So changed he was by this vision, that, upon waking he became known as one of the most generous, caring people in town.

I invite you to use this Dickens technique and peer into the next four years, a.k.a. The Time of Trump.

Recalling Trump’s rally tirades, Twitter-babble, and statements by cabinet nominees, it doesn’t take much imagination to conger up a haunting ghost of what shall be…unless our collective ways are changed…by us.

Join me, as our ghost spirits us to a near-future American landscape, dodging toxic fumes of “clean coal” fired plants, across once-pristine tundras now pocked by oil drilling rigs feeding endless pipelines with that unmistakable petroleum-spill odor.

We soar above cities where infrastructures are falling into further ruin because tax dollars (from the working middle class) are diverted into the multi-theater war efforts which, under the guise of crushing ISIS and other “threats to American freedom,”are actually military actions to protect countries where Trump has his towers and investments.

We see our nation’s streets turned combat zones as peaceful protests escalate into armed conflicts put down, Kent State – style, by police and National Guard units, with live ammo.

- Check your understanding
- A) Answer these questions on the passage on the Time of Trump:
(i) What did the man become known as upon waking from his vision?
(ii) Into what are tax dollars diverted as the ghost soars above the cities?
(iii) By whom, and with what, are the armed conflicts in the streets put down?
- B) Write the next part of the passage on the Time of Trump, starting after its final sentence.
The listing that follows has nothing to do with the passage on the Time of Trump.

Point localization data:
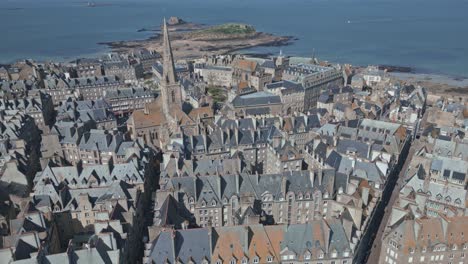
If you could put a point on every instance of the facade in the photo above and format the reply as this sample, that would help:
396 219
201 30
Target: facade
315 79
215 75
94 88
88 68
257 103
427 240
128 99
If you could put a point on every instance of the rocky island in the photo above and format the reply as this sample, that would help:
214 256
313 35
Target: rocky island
191 40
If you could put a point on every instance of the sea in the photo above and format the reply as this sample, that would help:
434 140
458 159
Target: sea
429 35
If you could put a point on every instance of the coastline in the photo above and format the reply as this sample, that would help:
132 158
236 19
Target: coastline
189 40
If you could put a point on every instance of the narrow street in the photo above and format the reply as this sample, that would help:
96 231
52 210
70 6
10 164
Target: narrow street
377 244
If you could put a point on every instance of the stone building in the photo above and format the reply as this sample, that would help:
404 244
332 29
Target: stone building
433 240
257 103
88 68
93 88
215 75
315 79
126 100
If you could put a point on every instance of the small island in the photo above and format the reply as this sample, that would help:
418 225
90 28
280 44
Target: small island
191 40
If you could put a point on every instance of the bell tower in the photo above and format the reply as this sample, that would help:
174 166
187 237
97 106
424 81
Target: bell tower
170 88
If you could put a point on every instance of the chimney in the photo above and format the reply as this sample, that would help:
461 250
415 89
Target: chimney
70 252
284 185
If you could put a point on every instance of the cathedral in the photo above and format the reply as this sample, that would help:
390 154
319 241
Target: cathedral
164 118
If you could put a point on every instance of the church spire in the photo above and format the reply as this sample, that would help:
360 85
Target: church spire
169 74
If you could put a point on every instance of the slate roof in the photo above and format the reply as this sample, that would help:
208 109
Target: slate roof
256 99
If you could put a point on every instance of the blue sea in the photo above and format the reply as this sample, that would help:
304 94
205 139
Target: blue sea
429 35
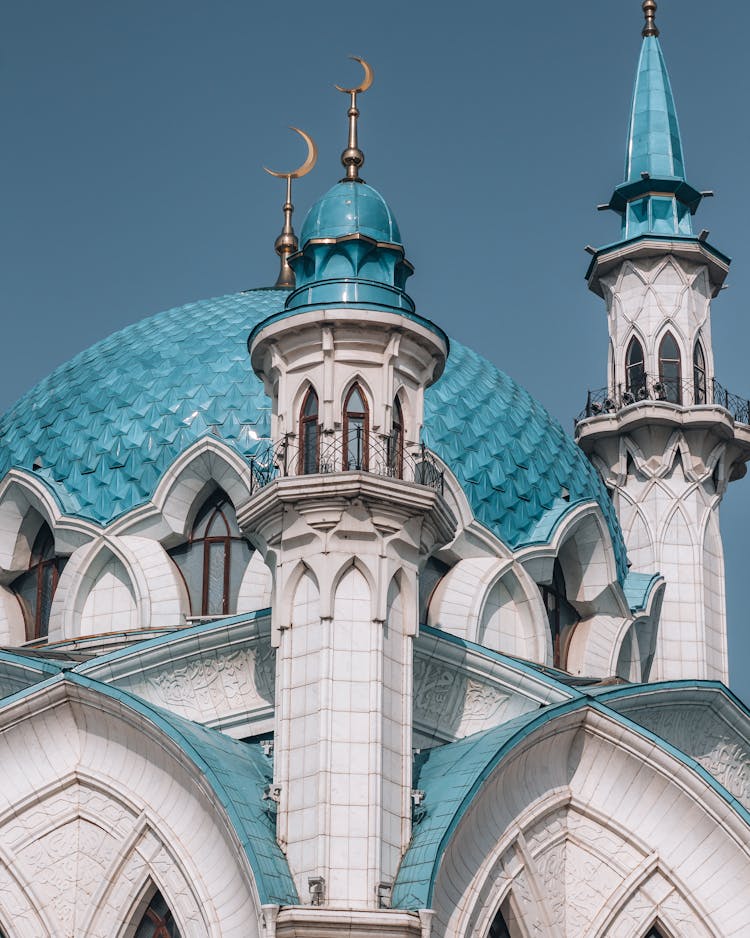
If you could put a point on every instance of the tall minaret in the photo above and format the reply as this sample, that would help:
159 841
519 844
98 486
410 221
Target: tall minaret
350 508
666 437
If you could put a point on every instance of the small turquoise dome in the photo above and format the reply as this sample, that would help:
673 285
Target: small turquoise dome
102 429
351 208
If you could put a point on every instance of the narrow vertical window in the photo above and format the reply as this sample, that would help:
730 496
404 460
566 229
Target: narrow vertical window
635 372
396 442
35 589
699 374
355 430
157 921
214 560
670 370
309 434
562 616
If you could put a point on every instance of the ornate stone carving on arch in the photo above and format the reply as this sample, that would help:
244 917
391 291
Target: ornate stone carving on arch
493 602
142 566
75 817
571 804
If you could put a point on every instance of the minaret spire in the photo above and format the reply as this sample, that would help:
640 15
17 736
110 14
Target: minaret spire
649 11
353 158
286 243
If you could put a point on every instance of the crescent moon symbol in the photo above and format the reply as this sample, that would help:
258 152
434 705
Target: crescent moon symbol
366 81
304 169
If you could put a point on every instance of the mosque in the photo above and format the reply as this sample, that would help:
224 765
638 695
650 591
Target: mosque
314 623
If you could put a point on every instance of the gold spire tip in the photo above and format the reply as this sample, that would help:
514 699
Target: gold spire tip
287 243
649 11
352 157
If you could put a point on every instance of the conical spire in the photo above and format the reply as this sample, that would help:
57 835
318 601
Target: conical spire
654 143
655 198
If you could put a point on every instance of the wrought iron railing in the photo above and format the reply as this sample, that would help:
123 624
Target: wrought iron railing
685 393
361 452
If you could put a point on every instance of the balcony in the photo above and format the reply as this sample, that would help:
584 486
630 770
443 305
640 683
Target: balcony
324 455
680 393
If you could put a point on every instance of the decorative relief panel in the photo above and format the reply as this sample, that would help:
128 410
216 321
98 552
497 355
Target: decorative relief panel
65 868
700 733
210 685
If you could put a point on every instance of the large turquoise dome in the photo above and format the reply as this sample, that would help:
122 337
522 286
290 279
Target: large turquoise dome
350 208
102 429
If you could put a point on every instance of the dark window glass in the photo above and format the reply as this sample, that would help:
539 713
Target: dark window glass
396 442
158 921
562 616
699 374
35 589
214 560
635 371
670 370
355 430
309 434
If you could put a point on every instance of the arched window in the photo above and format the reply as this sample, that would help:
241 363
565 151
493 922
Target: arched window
699 374
214 559
670 370
562 616
36 587
158 921
635 371
355 430
309 434
396 442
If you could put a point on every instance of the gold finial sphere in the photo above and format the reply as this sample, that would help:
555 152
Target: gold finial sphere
649 11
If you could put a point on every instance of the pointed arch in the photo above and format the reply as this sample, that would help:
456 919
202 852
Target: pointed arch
396 440
309 433
700 383
356 428
670 369
158 920
635 368
35 588
215 557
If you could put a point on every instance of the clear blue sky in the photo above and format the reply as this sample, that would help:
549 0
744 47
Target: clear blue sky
134 135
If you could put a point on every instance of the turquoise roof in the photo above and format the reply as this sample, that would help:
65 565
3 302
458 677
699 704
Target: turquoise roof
238 774
654 145
350 208
106 425
452 775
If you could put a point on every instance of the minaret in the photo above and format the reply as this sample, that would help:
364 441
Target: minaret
348 507
665 435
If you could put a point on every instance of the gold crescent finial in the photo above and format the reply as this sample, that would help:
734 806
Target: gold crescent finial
310 161
352 157
366 81
649 11
287 243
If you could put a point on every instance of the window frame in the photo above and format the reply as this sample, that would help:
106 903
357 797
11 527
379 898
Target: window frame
306 423
676 384
364 416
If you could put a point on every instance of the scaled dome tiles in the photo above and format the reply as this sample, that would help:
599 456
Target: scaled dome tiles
103 428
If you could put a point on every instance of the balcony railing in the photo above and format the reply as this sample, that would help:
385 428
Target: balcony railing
360 453
684 393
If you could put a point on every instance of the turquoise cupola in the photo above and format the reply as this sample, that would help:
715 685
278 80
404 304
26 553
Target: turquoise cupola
655 198
351 252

- Numbered answers
- A)
(i) One of the most generous, caring people in town.
(ii) The multi-theater war efforts.
(iii) By police and National Guard units, with live ammo.

- B)
Inside arenas, arrogant, militant hate speeches call out “No Lives Matter” unless they are White and Alt-Right!

Then, as if in lock-step, the crowds spill into this future America torching mosques, synagogues and Black churches.

Below, we scarcely hear the faint,  bewildered appeals from evangelical pulpits, pleading, “Can’t we just all get along?” “Let’s try to find some common ground.” “Don’t we really all want the same thing?”

As these scenes multiply, city-by-city, we find millions herded into open trucks heading for the border, with desperate children running after them shouting, “No. No. Mama. Papa.”

Our journey pauses at a tenement building. We are told to “look through any window.” We see people counting out their less-than-living wages trying to feed the kids, pay the now unregulated utility bills, with eviction notices posted on their doors.

There is something…a sound…getting louder and louder as we fly over city and town, urban and rural. It is  unmistakable wailing.

“Quickly move on,” we beg the ghost. “It is too disturbing! Too frightening. Too deafening.”

“You must hear it,” says the guide. “You must and never forget it. It is the cry of the mother, sister, brother, father who lost another to a shooting.It is the new sound track of America. It is the Second Amendment trumping ‘the inalienable right to life, liberty and the pursuit of happiness.’ ”

Though the sky is dark, no moon, no stars to light the way, we see flashing reds and blue beams below. We see bodies put into vans and others rounded up into police wagons heading off to jail.

“It’s called the new ‘stop and frisk,’ ” says the ghost, reading our frightened faces.

By now, we cannot bear any more of this. “Make it stop,” we cry out to the Ghost of Christmas Future. “Make it go away.”

“It shall be as you see it,” the  ghost replies.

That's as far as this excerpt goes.